══ Source material ══

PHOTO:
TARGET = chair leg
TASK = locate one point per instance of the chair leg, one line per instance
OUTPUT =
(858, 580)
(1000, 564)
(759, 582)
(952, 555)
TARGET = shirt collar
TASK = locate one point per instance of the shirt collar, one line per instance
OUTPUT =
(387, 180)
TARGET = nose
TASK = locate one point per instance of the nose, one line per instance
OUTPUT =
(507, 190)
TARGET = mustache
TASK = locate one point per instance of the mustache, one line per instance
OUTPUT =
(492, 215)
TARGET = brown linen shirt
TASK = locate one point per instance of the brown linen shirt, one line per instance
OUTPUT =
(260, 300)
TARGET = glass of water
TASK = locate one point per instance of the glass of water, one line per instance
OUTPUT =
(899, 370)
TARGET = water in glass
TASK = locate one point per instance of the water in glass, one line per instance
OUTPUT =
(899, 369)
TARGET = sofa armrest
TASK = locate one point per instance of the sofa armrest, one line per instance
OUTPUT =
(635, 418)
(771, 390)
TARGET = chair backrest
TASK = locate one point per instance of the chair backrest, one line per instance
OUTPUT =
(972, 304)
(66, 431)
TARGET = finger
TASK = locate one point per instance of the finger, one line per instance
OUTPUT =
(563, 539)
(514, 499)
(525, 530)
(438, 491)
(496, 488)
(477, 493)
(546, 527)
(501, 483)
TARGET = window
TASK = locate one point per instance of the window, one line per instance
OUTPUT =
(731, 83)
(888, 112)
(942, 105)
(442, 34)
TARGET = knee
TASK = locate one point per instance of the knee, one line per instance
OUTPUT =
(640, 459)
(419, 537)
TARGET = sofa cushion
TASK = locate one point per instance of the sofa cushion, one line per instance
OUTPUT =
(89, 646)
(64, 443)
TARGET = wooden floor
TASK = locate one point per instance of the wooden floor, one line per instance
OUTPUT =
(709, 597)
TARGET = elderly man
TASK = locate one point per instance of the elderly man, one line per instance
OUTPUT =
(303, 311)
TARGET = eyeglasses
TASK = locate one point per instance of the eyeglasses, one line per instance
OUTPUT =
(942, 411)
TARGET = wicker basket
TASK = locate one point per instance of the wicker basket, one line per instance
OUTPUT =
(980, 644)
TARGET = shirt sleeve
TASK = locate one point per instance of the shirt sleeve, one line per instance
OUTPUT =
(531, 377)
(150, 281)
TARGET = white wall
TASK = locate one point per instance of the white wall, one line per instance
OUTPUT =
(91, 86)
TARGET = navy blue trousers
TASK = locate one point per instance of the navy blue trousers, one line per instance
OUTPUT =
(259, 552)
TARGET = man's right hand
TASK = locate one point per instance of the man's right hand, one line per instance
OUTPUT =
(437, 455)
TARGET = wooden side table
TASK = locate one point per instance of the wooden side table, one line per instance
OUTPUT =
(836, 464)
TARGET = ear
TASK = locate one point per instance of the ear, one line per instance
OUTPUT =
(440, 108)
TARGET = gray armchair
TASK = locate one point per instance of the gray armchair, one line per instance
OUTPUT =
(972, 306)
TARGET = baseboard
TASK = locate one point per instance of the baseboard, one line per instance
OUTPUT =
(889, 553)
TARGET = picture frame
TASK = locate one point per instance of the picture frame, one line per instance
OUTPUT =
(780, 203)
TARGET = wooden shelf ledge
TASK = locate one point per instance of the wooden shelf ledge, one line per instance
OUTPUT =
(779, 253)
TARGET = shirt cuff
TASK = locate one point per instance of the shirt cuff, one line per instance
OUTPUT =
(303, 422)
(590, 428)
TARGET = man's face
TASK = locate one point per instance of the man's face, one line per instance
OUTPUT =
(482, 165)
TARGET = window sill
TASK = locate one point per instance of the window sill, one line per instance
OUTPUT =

═══

- **The problem**: On how many lines above does the word "blue" appear? Answer with that figure only.

- **Task response**: 2